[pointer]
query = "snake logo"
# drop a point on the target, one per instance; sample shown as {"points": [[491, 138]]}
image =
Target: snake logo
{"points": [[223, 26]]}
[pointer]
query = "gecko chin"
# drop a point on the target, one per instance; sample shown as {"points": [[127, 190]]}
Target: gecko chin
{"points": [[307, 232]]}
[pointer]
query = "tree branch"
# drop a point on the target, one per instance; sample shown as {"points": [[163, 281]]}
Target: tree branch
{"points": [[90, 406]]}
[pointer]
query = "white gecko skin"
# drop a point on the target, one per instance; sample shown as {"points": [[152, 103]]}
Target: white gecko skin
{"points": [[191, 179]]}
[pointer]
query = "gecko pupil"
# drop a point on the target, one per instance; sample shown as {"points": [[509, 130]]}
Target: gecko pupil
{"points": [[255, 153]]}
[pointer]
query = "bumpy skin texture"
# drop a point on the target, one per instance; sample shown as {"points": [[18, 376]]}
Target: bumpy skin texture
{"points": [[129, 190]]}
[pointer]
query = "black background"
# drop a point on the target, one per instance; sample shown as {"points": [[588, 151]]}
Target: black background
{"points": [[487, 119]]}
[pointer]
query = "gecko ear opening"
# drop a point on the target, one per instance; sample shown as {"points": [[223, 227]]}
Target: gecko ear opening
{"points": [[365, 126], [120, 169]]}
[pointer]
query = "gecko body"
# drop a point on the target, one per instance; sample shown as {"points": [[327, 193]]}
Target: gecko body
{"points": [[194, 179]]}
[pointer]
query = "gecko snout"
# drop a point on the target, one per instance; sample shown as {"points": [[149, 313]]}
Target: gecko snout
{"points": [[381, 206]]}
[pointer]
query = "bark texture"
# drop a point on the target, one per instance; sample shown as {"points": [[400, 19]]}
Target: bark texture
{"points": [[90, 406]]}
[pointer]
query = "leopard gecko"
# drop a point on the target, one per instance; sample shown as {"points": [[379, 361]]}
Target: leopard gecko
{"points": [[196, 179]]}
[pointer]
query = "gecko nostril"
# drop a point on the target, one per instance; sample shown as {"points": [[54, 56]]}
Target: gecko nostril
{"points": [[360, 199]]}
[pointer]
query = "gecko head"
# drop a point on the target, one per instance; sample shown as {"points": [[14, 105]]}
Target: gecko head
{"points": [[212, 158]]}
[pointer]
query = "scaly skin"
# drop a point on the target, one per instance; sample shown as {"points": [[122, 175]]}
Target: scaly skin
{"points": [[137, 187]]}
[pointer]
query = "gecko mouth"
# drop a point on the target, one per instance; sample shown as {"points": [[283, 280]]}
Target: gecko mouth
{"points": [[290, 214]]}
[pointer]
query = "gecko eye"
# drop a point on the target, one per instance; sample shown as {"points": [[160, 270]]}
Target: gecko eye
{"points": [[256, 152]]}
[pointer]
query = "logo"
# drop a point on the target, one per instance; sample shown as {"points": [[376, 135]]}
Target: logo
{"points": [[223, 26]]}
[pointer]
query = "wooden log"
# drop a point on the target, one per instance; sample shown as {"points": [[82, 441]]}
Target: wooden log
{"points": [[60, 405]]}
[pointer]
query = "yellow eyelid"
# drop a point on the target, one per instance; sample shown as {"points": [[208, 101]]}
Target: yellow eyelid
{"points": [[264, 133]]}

EXERCISE AIM:
Each of the records should be retyped exactly.

ANSWER TO THE EXERCISE:
[pointer]
query = "snake logo"
# drop a point on the target, one per instance; sample shown as {"points": [[491, 138]]}
image =
Target: snake logo
{"points": [[223, 26]]}
[pointer]
query = "gecko chin"
# drop a point on the target, one per instance; sample shown as {"points": [[127, 190]]}
Target: gecko chin
{"points": [[307, 232]]}
[pointer]
query = "tree branch"
# drop a point on the target, one per instance; sample shown as {"points": [[163, 281]]}
Target: tree branch
{"points": [[90, 406]]}
[pointer]
query = "white gecko skin"
# drop a point on the target, one per instance; sample shown as {"points": [[152, 103]]}
Target: white gecko skin
{"points": [[191, 179]]}
[pointer]
query = "gecko pupil"
# drop a point on the target, one per instance; sample shown as {"points": [[509, 130]]}
Target: gecko pupil
{"points": [[255, 153]]}
[pointer]
query = "bumpy skin texture"
# drop a point on the target, one per instance; sample shown as {"points": [[18, 376]]}
Target: bumpy skin texture
{"points": [[129, 190]]}
[pointer]
query = "black background"
# drop a point on the target, one per instance; sample shown as {"points": [[588, 151]]}
Target: black background
{"points": [[487, 119]]}
[pointer]
query = "gecko ear opening"
# drop a point on the target, one per instance; sample shown as {"points": [[223, 227]]}
Target: gecko ear opening
{"points": [[365, 126], [120, 169]]}
[pointer]
query = "gecko body"
# drop a point on the target, one per instance; sample shown as {"points": [[327, 193]]}
Target: gecko body
{"points": [[194, 179]]}
[pointer]
query = "gecko snout"
# drop a point on the target, one per instance; sample shown as {"points": [[149, 313]]}
Target: gecko snout
{"points": [[381, 206]]}
[pointer]
query = "bark texture"
# drop a point on the target, one per instance; sample shown as {"points": [[400, 19]]}
Target: bark texture
{"points": [[90, 406]]}
[pointer]
query = "leopard gecko"
# drop a point on the target, one per instance; sample shown as {"points": [[379, 361]]}
Target: leopard gecko
{"points": [[196, 179]]}
[pointer]
query = "gecko nostril"
# drop a point on the target, one per instance; sample shown as {"points": [[54, 56]]}
Target: gecko nostril
{"points": [[360, 199]]}
[pointer]
query = "gecko head"
# drop a point on the target, one per instance; sample shown as {"points": [[14, 105]]}
Target: gecko head
{"points": [[212, 158]]}
[pointer]
query = "scaly skin"
# drop a point on the target, one per instance; sample shown as {"points": [[122, 175]]}
Target: scaly skin
{"points": [[137, 187]]}
[pointer]
query = "gecko mouth"
# drop a point on the target, one per instance; sample shown as {"points": [[283, 280]]}
Target: gecko mouth
{"points": [[290, 214]]}
[pointer]
query = "gecko eye"
# drop a point on the target, one per instance; sample shown as {"points": [[160, 270]]}
Target: gecko eye
{"points": [[256, 152]]}
[pointer]
query = "logo"
# drop a point on the target, one per instance; sample shown as {"points": [[376, 135]]}
Target: logo
{"points": [[223, 26]]}
[pointer]
query = "wooden log"
# drop a point on the target, one per instance; sample shown as {"points": [[82, 441]]}
Target: wooden log
{"points": [[60, 405]]}
[pointer]
query = "yellow eyelid"
# drop a point on the target, one per instance; sample shown as {"points": [[208, 101]]}
Target: yellow eyelid
{"points": [[264, 133]]}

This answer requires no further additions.